#### [ASSIGNMENT]
Each line from the one containing "form: x and" through the end of the data is to be written out exactly, and nothing more.

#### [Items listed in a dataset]
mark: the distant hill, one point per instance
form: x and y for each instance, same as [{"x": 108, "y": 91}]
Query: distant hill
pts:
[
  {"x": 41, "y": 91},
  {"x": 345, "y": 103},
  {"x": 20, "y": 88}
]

#### [FINISHED TASK]
form: x and y for each instance, same as [{"x": 108, "y": 91}]
Query: distant hill
pts:
[
  {"x": 41, "y": 91},
  {"x": 345, "y": 103},
  {"x": 20, "y": 88}
]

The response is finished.